_Aufgabe 1:_ Trage alle Zeilen der Auflistung zusammen, in denen die Zeichenfolge „metal“ vorkommt. Groß- und Kleinschreibung ist dabei zu beachten.

_Textauszug:_
● ● ● ● ●
Sexismus im Kino: Männer kämpfen in Zeitlupe, Frauen ziehen sich aus
Nina Menkes zeigt an der Berlinale, wie hartnäckig sich das männlich geprägte Blickregime des Kinos bis heute hält – derweil bittet Ruth Beckermann lauter Männer zum Casting rund um einen erotischen Skandalroman.
Die Behauptung, dass Frauen auf der Leinwand dazu da seien, angeschaut zu werden, erscheint erst mal völlig banal. Wozu denn sonst, möchte man zurückgeben, und gilt das denn nicht auch für Männer? Man muss tatsächlich genauer hinsehen, um zu erfassen, wie unterschiedlich das Kino seit jeher die Geschlechter inszeniert – und welche Folgen das für Frauen vor und hinter der Kamera hat.
Die US-Filmemacherin Nina Menkes führt es an der Berlinale in ihrem Film «Brainwashed: Sex – Camera – Power» vor, der auf einem Vortrag von ihr basiert. Wenn sie nun eine Verbindung zwischen dem Sexismus auf der Leinwand und der strukturellen Benachteiligung von Frauen in der Filmindustrie zeichnet, um diesen Zusammenhang dann mit dem Hinweis auf die nicht abreissenden Skandale um Missbrauch und sexuelle Übergriffe zu einem Dreieck zu erweitern – dann fühlt man sich richtiggehend wie in einem Verschwörungsthriller. Je länger man Menkes’ Beweisführung anhand von rund 175 Filmbeispielen folgt, desto mehr nimmt die Paranoia aber auch wieder ab. Denn Menkes mag in manchem polemisch übers Ziel hinausschiessen, doch was sie zeigt, hat nichts mit Einbildung oder Wahn zu tun.
Die Frau im Visier
Ob Ingrid Bergman im vollen Scheinwerferlicht oder Uma Thurman nur bis zum entblössten Nabel: Frauen sind das Objekt im Kino. Sie werden nicht nur vom Publikum im Saal betrachtet, sondern sind im Film selbst oft die Angeschauten, mal als Ganzes, mal nur in Körperteilen. Im Schnitt, in der Kadrierung und im Licht ist dieser «männliche Blick» dem Kino seit 120 Jahren gleichsam als Grammatik eingeschrieben – und das so sehr, dass selbst Filme von Regisseurinnen wie Kathryn Bigelow ihr folgen.
Das mag als Beobachtung nicht neu sein, und Menkes lässt unter anderem auch die britische Filmtheoretikerin Laura Mulvey zu Wort kommen, die den Begriff «male gaze» einst geprägt hat. Doch im Zeitalter von #MeToo kommt dieser These nochmals eine neue Brisanz zu. Und so plump die althergebrachten Methoden des Kinos manchmal erscheinen – Männer werden in natürlichem Licht an realen Orten gezeigt, während man Frauen per Scheinwerfer und Streulicht ins Passiv-Unwirkliche versetzt –, so schlagend viele Beispiele finden sich dafür gerade auch in neusten Filmen.
● ● ● ● ●
_Aufgabe 2:_ Führe den Artikel über Sexismus im Kino im Anschluss an seinen letzten Satz weiter.

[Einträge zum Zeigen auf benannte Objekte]
● ● ● ● ●
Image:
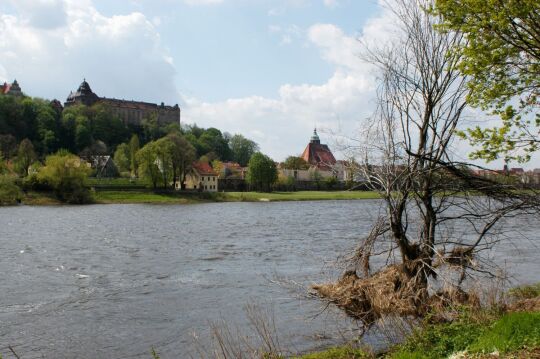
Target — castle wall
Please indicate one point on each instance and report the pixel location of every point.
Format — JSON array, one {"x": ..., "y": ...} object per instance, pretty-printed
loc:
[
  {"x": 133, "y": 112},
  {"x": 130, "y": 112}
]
● ● ● ● ●
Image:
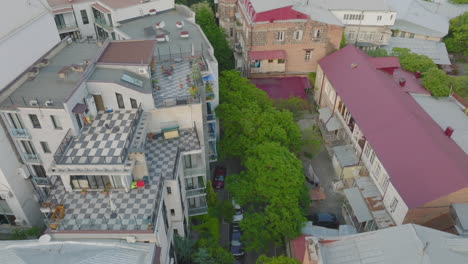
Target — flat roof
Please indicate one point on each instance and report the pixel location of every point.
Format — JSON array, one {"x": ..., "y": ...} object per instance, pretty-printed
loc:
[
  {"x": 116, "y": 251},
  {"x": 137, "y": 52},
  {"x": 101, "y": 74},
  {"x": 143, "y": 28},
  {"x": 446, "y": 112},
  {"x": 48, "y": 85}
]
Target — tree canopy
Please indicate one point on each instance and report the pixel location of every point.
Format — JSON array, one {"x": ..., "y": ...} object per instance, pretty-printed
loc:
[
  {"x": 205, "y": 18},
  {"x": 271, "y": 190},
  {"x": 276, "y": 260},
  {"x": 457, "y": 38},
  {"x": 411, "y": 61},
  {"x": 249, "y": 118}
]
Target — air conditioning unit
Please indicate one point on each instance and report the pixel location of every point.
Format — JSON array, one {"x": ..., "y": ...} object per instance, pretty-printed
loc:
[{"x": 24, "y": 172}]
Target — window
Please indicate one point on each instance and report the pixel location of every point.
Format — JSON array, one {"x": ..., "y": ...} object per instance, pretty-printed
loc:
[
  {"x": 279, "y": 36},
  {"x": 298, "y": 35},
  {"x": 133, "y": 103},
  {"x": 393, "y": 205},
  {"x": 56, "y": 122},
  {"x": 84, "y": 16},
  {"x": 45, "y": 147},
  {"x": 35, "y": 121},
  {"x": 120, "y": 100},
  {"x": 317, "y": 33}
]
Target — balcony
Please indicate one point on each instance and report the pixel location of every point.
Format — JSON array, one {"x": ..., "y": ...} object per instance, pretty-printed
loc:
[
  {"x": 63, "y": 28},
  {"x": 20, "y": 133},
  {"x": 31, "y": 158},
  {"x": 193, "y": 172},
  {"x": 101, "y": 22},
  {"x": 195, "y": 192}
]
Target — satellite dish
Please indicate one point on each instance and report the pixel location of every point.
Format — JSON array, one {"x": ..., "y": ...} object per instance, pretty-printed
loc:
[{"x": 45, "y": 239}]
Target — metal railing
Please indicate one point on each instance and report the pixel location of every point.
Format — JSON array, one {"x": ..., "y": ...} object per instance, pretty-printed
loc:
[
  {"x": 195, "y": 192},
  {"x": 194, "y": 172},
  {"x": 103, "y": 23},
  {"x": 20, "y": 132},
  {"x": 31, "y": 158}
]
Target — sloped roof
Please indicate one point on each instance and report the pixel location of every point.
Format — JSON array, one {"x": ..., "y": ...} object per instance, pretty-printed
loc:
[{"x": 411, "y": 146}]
● ● ● ● ●
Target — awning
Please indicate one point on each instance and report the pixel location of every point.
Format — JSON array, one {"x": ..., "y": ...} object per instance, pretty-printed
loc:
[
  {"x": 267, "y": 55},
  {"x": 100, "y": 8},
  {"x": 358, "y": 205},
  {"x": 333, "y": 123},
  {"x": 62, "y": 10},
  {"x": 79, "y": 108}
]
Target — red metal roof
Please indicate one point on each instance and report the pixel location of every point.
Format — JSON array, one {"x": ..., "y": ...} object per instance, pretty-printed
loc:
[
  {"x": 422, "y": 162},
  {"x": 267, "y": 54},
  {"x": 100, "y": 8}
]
● ● ● ● ●
_Lösung 1:_
Target — metal railing
Target — red metal roof

_Lösung 2:_
Ein technisch so neutrales Mittel wie die Zeitlupe etwa wird bei Männern immer noch bevorzugt benutzt, um sie in kämpferischer Aktion zu zeigen, bei Frauen jedoch beim Ausziehen. Dass nicht jedes sehnsüchtig-voyeuristische Verweilen auf Körpern gleich Sexismus sein muss und dass ihr Vortrag das heteronormative Spektrum kaum verlässt: Das räumt Menkes selbst ein. Sie sei nicht die Sexpolizei, sagt sie dazu im Film, sondern sie wolle aufrütteln. Eines erfüllt sie mit «Brainwashed» in jedem Fall: Mit ihrem Film schärft sie das Bewusstsein dafür, zu unterscheiden, wo Frauen zur Zierde eingesetzt werden und wo sie selbst das Narrativ vorantreiben.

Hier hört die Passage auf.